SOURCE RECORDS:
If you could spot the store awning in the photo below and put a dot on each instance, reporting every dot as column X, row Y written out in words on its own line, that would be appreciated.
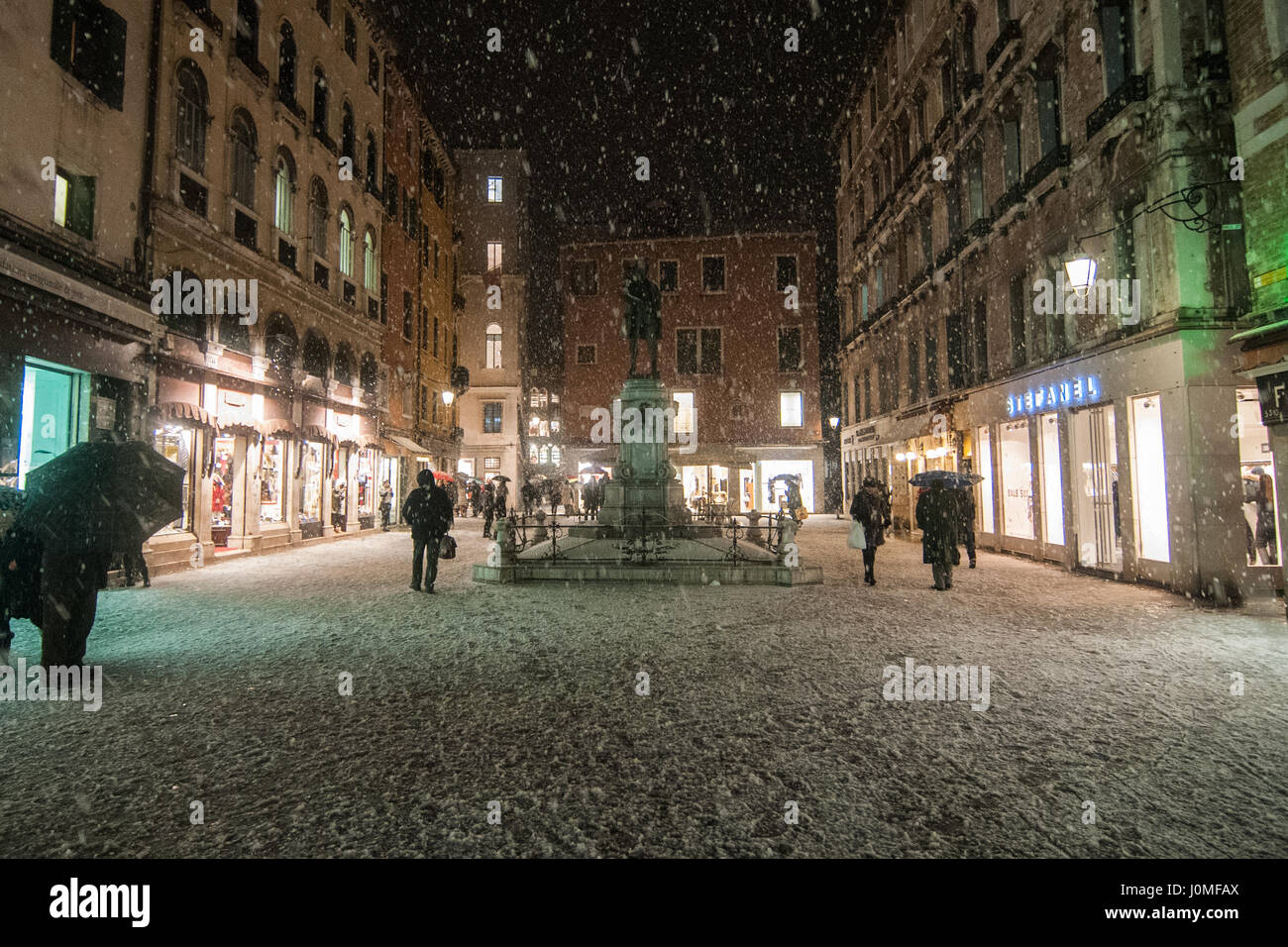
---
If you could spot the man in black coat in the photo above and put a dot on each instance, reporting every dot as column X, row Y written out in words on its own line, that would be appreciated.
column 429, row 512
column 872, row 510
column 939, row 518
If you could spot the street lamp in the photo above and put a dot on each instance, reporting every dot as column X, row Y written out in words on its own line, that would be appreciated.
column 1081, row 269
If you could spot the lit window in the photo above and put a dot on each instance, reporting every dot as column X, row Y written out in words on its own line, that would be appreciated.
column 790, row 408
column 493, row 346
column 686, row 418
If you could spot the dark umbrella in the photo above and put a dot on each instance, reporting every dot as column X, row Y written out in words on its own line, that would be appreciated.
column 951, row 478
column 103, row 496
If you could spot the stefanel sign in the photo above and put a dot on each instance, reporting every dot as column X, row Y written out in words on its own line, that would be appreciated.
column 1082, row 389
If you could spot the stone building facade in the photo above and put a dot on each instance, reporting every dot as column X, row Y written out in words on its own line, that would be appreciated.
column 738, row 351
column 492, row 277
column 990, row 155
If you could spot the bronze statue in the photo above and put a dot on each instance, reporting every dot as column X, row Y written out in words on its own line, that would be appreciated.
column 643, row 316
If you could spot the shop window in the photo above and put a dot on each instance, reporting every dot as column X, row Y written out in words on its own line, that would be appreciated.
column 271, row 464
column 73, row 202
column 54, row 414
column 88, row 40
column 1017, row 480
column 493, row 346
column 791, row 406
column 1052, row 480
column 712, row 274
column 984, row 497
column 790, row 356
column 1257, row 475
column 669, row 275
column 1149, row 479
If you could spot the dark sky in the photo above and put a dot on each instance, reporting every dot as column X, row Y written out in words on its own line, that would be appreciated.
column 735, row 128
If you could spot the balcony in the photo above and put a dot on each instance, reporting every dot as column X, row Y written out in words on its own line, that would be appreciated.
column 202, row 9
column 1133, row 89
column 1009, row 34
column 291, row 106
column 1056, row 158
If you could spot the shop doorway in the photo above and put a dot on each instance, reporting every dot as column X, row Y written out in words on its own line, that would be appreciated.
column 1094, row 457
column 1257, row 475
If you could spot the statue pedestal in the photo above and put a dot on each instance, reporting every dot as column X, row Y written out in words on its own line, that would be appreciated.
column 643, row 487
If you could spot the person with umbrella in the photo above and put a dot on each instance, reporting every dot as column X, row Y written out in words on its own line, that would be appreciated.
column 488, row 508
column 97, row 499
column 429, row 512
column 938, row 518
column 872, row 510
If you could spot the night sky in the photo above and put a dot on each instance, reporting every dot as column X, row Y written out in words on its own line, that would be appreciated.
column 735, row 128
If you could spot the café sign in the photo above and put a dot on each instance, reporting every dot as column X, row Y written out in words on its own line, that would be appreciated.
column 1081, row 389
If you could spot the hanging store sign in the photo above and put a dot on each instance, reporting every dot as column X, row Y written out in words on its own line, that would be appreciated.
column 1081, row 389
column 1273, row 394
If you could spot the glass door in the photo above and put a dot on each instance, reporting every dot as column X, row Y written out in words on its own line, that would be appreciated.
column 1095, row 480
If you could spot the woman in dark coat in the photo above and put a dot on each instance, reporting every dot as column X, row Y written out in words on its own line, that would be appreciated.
--
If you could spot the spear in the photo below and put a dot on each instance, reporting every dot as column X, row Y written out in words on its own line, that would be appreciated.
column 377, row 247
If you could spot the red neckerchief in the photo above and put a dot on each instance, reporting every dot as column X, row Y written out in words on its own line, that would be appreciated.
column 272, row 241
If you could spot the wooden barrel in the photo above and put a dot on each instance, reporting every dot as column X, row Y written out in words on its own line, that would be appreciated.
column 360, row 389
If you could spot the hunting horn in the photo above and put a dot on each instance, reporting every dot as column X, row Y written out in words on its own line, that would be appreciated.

TASK TO COMPLETE: Update the lines of the listing from the one containing "If you could spot the glass" through the one containing "If you could spot the woman", swapping "glass door" for "front door" and keeping everything else the same. Give back only those lines.

SOLUTION TO THIS TASK:
If you could spot the front door in the photo above and put a dot on each instance, reporting every dot as column X, row Y written out in words on its own line, that would be appreciated.
column 1095, row 480
If you could spot the woman in dark coat in the photo above and put a dot on each instance, reporting every dot as column X, row Y written out in words on its own line, that would be appreciated.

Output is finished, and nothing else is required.